Data supplied:
___

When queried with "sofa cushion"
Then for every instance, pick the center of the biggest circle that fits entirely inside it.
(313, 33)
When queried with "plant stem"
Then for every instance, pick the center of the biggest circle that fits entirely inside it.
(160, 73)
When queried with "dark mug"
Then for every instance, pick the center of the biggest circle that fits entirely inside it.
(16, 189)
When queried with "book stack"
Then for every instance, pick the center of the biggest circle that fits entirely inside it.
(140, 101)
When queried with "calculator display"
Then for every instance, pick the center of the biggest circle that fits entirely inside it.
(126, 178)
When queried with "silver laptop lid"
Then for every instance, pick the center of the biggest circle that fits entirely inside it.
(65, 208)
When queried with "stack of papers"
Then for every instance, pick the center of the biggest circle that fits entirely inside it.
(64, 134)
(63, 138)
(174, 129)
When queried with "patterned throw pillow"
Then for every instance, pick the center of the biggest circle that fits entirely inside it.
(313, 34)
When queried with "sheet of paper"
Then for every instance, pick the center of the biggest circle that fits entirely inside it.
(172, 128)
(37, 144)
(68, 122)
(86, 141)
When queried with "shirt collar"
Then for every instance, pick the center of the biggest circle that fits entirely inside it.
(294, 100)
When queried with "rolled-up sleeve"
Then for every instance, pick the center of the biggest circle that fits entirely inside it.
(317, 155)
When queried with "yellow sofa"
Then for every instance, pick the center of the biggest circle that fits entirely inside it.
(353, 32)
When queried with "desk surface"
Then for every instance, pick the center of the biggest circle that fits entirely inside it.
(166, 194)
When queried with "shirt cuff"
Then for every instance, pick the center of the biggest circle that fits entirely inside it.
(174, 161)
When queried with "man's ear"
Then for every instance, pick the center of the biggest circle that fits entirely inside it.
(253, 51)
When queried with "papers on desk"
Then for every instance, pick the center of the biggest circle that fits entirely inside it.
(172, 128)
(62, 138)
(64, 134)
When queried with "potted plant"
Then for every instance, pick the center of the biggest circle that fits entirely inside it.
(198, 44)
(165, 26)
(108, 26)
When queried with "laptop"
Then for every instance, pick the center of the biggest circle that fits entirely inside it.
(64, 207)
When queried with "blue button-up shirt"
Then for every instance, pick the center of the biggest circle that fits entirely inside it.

___

Stated problem:
Extract the full listing and reproduce each line exactly.

Task solution:
When queried with "sofa cushion"
Then for every instance, pick the center of the biggest circle that fits entirely inside it.
(313, 33)
When queried with "plant stem"
Then for every instance, pick the center of the biggest circle that fits entirely inside it.
(160, 73)
When queried with "dark mug"
Then for every instance, pick the center of the biggest circle that fits entirely inside it.
(16, 189)
When queried with "book stack"
Then for every instance, pick the center of the biggest circle that fits entirely inside it.
(140, 101)
When queried with "calculator display"
Then for every instance, pick the center of the biggest circle that fits entirely inside it.
(126, 178)
When queried with "silver laptop lid"
Then for every instance, pick the center of the biggest circle that fits entirely inside it.
(65, 208)
When queried with "stack of papers"
Then for every instance, pick the center of the biggest circle that fits entirely inside it.
(64, 134)
(63, 138)
(174, 129)
When queried with "patterned throw pillow"
Then for every instance, pick the center of the biggest circle that fits entirely inside it.
(313, 34)
When queried with "sheet of paper"
Then for every instance, pick the center of the biggest circle that fits entirely inside it.
(172, 128)
(37, 144)
(68, 122)
(86, 141)
When queried with "shirt collar"
Then for every instance, pick the center of the biggest circle that fits entirely inside it.
(294, 100)
When queried with "rolled-up sleeve"
Then for every instance, pick the center of the biggest circle that fits entirely inside it.
(317, 155)
When queried with "yellow sofa"
Then for every instance, pick the center of the biggest circle that fits entirely inside it.
(353, 32)
When queried with "desk surface"
Then for every instance, pick the center of the biggest circle that fits entirely inside it.
(166, 194)
When queried with "shirt cuff"
Then for every instance, pick the center of the biggest circle that fits entirely inside it.
(174, 161)
When queried with "man's ear"
Then for every instance, pick the center of the biggest circle that fits entirely inside it.
(253, 51)
When queried with "papers on desk"
Then for every instance, pick the center of the biggest circle that fits entirely inside it.
(172, 128)
(62, 138)
(64, 134)
When queried with "potted plant"
Then for every instance, pick the center of the biggest circle that fits entirely inside it.
(198, 44)
(165, 26)
(108, 26)
When queried with "laptop"
Then for every instance, pick the center of the biggest circle that fits entirely inside it.
(64, 207)
When queried with "blue button-up shirt"
Then for every instance, pick the center of the biggest circle that fits entirely inside it.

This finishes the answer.